- _YOUR GOAL_
So that nothing is lost, write out all the lines below exactly.

- _GIVEN INFORMATION_
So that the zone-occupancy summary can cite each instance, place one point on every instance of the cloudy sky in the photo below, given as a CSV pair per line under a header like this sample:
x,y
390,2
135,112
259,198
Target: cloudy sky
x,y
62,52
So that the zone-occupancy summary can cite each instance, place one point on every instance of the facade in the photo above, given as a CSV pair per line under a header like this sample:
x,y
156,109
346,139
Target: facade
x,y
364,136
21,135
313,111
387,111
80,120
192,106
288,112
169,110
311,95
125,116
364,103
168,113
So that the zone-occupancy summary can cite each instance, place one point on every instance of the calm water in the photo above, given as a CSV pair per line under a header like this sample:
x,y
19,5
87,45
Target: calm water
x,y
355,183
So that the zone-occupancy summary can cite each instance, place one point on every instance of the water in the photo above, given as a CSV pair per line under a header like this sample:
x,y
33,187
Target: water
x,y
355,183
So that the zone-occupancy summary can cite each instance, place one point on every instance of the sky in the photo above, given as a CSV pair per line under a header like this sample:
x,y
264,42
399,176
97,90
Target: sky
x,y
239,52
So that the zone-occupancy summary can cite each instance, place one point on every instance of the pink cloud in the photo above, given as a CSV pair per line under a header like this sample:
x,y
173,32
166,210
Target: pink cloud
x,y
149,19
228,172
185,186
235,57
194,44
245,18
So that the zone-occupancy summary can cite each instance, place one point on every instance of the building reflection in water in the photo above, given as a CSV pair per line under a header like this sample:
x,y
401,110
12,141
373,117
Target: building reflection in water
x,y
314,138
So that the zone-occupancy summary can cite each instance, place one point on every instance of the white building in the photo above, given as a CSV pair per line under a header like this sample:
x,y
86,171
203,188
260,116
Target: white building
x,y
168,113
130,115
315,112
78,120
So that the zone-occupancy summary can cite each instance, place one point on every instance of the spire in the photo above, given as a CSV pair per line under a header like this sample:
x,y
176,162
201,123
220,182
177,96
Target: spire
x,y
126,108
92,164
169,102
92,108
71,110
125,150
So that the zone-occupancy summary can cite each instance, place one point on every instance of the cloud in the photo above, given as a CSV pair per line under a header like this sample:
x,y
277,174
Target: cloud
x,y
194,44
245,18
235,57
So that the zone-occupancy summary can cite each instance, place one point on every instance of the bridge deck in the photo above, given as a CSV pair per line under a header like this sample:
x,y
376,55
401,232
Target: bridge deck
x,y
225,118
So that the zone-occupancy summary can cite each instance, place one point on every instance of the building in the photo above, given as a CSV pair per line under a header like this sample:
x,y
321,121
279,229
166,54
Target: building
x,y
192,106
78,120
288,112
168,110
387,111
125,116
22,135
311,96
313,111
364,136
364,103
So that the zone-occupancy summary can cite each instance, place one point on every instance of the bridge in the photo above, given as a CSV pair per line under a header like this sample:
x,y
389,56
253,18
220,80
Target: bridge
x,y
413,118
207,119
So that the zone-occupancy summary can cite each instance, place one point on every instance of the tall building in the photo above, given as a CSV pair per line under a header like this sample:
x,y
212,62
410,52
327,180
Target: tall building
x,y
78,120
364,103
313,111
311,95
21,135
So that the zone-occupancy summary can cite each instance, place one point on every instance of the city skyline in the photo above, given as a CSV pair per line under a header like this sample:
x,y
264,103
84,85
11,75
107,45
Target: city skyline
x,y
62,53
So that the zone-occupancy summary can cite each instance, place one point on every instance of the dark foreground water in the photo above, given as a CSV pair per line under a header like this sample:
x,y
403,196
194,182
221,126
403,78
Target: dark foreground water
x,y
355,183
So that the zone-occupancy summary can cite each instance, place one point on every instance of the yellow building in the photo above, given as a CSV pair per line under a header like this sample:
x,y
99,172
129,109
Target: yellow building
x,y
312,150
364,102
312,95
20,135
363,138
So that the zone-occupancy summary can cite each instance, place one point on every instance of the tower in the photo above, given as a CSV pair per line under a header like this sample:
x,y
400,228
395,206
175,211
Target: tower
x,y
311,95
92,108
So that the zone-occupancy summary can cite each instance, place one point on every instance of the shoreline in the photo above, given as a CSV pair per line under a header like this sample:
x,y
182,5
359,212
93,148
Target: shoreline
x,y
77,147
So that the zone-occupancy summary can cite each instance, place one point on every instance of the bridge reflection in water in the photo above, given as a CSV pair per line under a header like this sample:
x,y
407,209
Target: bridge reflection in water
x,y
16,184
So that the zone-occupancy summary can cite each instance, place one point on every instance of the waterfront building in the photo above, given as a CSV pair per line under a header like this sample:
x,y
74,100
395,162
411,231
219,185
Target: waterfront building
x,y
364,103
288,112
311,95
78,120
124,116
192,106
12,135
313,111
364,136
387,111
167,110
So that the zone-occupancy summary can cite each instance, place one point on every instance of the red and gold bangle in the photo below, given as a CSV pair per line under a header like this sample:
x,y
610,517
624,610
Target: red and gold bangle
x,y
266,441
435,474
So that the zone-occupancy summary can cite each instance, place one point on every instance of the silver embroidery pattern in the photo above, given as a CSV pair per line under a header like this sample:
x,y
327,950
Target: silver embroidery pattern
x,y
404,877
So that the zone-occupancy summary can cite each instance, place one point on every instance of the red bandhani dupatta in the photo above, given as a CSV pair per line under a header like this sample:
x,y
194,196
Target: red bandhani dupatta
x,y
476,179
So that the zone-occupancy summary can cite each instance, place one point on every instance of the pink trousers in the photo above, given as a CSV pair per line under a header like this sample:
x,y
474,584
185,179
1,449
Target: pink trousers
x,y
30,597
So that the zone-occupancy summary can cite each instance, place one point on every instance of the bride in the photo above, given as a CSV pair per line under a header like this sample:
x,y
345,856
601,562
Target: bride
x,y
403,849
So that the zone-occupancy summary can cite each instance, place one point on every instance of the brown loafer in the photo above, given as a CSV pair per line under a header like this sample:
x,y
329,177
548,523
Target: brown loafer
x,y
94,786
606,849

- _RESPONSE TO THE EXERCISE_
So that the zone-occupancy summary can cite each instance, place one point on every instance of the cloudy sky in the photo below, given as a CSV pair per line under a header like this sample:
x,y
390,2
135,112
259,198
Target: cloudy sky
x,y
62,52
So that the zone-occupancy summary can cite each instance, place one point on every instance of the facade in the photo above, given as a CSV pair per line under a header like this sample:
x,y
156,109
346,139
Target: facade
x,y
364,136
21,135
313,111
387,111
80,120
192,106
288,112
169,110
311,95
125,116
364,103
168,113
So that the zone-occupancy summary can cite each instance, place one point on every instance of the calm water in the photo above, given as a CSV pair per line under a header like this sample:
x,y
19,5
87,45
Target: calm water
x,y
355,183
So that the zone-occupancy summary can cite each instance, place one point on every instance of the water in the photo above, given as a CSV pair per line under a header like this sample:
x,y
33,187
Target: water
x,y
355,183
So that the zone-occupancy summary can cite each instance, place one point on every instance of the sky in the photo above, given as a CSV pair per line under a header like this sample:
x,y
264,42
399,176
97,90
Target: sky
x,y
239,52
So that the zone-occupancy summary can cite each instance, place one point on every instance of the pink cloud in the photo above, given as a CSV pair per line under a header like this sample:
x,y
173,32
166,210
Target: pink cloud
x,y
149,19
228,172
185,186
235,57
194,44
245,18
So that the zone-occupancy summary can cite each instance, place one point on every instance of the building reflection in water in the photo above, given as a CSV pair per line under a header like this sample:
x,y
401,110
12,141
373,117
Target: building reflection in water
x,y
314,138
So that the zone-occupancy summary can cite each instance, place one point on every instance of the white building in the photo above, given as a CSV pair per line under a header like this sample:
x,y
86,171
203,188
260,116
Target: white building
x,y
168,113
130,115
315,112
78,120
So that the zone-occupancy summary can cite each instance, place one point on every instance of the spire in the photo above, given as a CSV pair per line under a header like this sample:
x,y
176,162
201,123
220,182
177,96
Target: spire
x,y
126,108
92,164
169,102
92,108
71,110
125,150
So that the zone-occupancy summary can cite each instance, place one point on every instance of the cloud in the photo above, given as a CSV pair per line under a header like this sample:
x,y
277,174
Target: cloud
x,y
194,44
245,18
235,57
So that the zone-occupancy summary can cite each instance, place one point on every instance of the bridge deck in the photo above, given as a CSV pair per line under a header like this sample:
x,y
376,55
401,232
Target: bridge deck
x,y
225,118
So that the zone-occupancy summary can cite each instance, place one point on every instance of the building in the photo above, given as a CSV pair per line under a header like this sample:
x,y
321,121
279,229
166,54
Target: building
x,y
192,106
78,120
288,112
168,110
387,111
125,116
22,135
311,96
313,111
364,136
364,103
So that the zone-occupancy summary can cite each instance, place one point on every instance of the bridge in the photo above, given as a CSV pair per line under a header like this sample:
x,y
389,56
253,18
220,80
Target: bridge
x,y
413,118
207,119
So that the zone-occupancy summary can cite each instance, place one point on every instance of the tall building in the photo above, given as a CSV pair per line under a header like this sample:
x,y
212,62
410,52
327,180
Target: tall building
x,y
78,120
364,103
313,111
311,95
21,135
So that the zone-occupancy summary can cite each instance, place one point on every instance of the city skyline in the photo above, given as a CSV pair per line under a header like this sample:
x,y
264,103
84,85
11,75
107,45
Target: city skyline
x,y
62,53
So that the zone-occupancy summary can cite each instance, place one point on every instance of the dark foreground water in the photo above, given as a CSV pair per line under a header like this sample:
x,y
403,196
194,182
221,126
403,78
Target: dark foreground water
x,y
355,183
So that the zone-occupancy summary can cite each instance, place one point on every instance of the yellow building in the photo above, given as a CSV pair per line under a header like this sample:
x,y
99,172
129,109
Target: yellow building
x,y
312,150
364,102
312,95
20,135
363,138
So that the zone-occupancy summary can cite each instance, place one point on every instance of the tower in the photo above, given as a CSV pair per line under a header like this sample:
x,y
400,228
395,206
175,211
Target: tower
x,y
311,95
92,108
So that the zone-occupancy summary can cite each instance, place one point on every instance of the shoreline in the photo above, given as a CSV pair per line under a header like this sample:
x,y
182,5
359,212
93,148
Target: shoreline
x,y
77,147
So that the zone-occupancy summary can cite each instance, place one point on every instance of the bridge reflection in water in the photo above, given as a CSV pair per line under a header like this sample:
x,y
407,209
Target: bridge reflection in water
x,y
16,184
So that the zone-occupancy summary can cite each instance, place one point on every instance of the waterfront building in the photo above, given as a CSV pair per line under a header like this sample:
x,y
74,100
395,162
411,231
219,185
Target: waterfront building
x,y
364,103
288,112
311,95
78,120
124,116
192,106
12,135
313,111
364,136
387,111
167,110
So that the zone-occupancy summary can cite each instance, place one point on every instance of the red and gold bangle in the photo below, given as a CSV pair per line under a header like this sample:
x,y
610,517
624,610
Target: red and gold bangle
x,y
266,441
435,474
So that the zone-occupancy summary can cite each instance, place one point on every instance of the silver embroidery pattern in the photo above, given as a CSV pair per line under a header like this sample:
x,y
327,950
Target: silver embroidery pattern
x,y
404,877
So that the zone-occupancy summary can cite each instance, place one point on every instance of the red bandhani dupatta in the photo above, given as a CSV pair per line under a header like this sample:
x,y
194,196
Target: red bandhani dupatta
x,y
476,179
So that the zone-occupancy summary can cite each instance, place one point on every instance of the pink trousers in the photo above, given as a CSV pair per line under a header like this sample:
x,y
474,584
185,179
1,449
Target: pink trousers
x,y
30,597
So that the zone-occupancy summary can cite each instance, place one point on every instance of the bride in the photo above, given as a CSV pair per line under a header like this sample:
x,y
345,856
601,562
Target: bride
x,y
403,849
So that the zone-occupancy summary can cite each instance, place one point on every instance of the brown loafer in the photo above, given as a CSV pair per line under a header like this sample:
x,y
329,177
548,523
Target: brown loafer
x,y
94,786
606,849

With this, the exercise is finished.